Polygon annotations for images
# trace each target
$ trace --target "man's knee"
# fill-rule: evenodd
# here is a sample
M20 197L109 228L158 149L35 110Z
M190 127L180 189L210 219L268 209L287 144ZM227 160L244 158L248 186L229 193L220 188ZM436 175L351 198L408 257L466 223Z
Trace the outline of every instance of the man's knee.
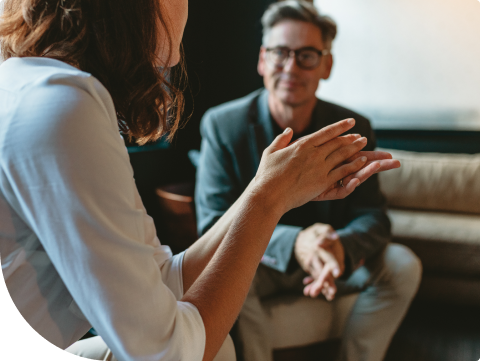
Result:
M422 278L422 263L410 248L392 243L384 253L384 265L388 282L400 296L413 297Z

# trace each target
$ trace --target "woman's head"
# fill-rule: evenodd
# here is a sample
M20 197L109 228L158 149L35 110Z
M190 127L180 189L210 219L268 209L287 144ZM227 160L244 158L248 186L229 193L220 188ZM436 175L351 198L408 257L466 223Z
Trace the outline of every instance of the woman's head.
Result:
M139 143L166 131L173 136L183 96L169 82L168 67L181 58L186 0L4 2L5 59L49 57L76 66L110 92L122 131Z

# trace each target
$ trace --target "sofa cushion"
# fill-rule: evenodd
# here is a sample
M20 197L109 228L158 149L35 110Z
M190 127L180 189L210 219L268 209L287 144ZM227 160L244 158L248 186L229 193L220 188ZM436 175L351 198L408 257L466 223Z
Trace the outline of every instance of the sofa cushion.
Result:
M358 294L328 302L320 298L282 295L262 302L269 315L275 349L339 338Z
M422 261L425 273L480 276L480 216L388 210L393 241Z
M480 214L480 154L379 150L402 164L379 174L390 207Z

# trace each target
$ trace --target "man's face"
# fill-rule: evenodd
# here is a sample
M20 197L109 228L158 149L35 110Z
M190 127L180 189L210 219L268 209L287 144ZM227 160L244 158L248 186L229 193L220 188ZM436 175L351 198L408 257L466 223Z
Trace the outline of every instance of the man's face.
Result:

- [Exercise details]:
Copy all of the data above line for line, leaving out the picture.

- [Written answer]:
# trace each target
$ trace --target "man's knee"
# fill-rule: evenodd
# here is a sample
M20 197L109 228L158 149L35 110Z
M190 127L180 189L210 219L268 209L287 144ZM227 160L244 158L248 186L229 193L220 188ZM436 175L351 198L408 257L466 223Z
Trace the outline of every instance of the man's knee.
Result:
M422 278L422 263L410 248L392 243L384 253L384 265L388 282L400 296L413 297Z

# trace each target
$ trace --target "woman's head"
# fill-rule: evenodd
# here is a sample
M20 197L109 228L158 149L35 110Z
M190 127L180 189L210 219L268 209L287 144ZM227 160L244 158L248 186L229 193L220 188ZM436 175L351 198L408 257L466 223Z
Trace the outline of every instance of the woman's head.
Result:
M139 143L166 131L173 136L183 96L169 82L168 67L181 58L186 0L4 2L5 59L49 57L76 66L110 92L122 131Z

# trace each target
$ trace --target "sofa cushion"
# fill-rule: evenodd
# here is a sample
M20 197L109 228L158 149L35 110Z
M190 127L180 189L210 219L268 209L287 144ZM227 160L244 158L248 186L229 193L220 188ZM436 175L351 198L408 257L466 223Z
Trace the outline of every instance of the sofa cushion.
Result:
M358 294L328 302L320 298L282 295L262 302L269 315L275 349L339 338Z
M422 261L425 273L480 276L480 216L388 210L393 241Z
M480 214L480 154L379 150L402 164L379 174L390 207Z

# trace each target
$ trace --target "man's face"
# fill-rule: evenodd
# here is a sample
M20 197L109 228L158 149L35 110Z
M190 127L180 189L210 219L268 209L287 144ZM227 160L244 158L248 186L229 193L220 188ZM436 175L351 198L408 257L466 223Z
Trace the outline of every instance of the man's face.
Result:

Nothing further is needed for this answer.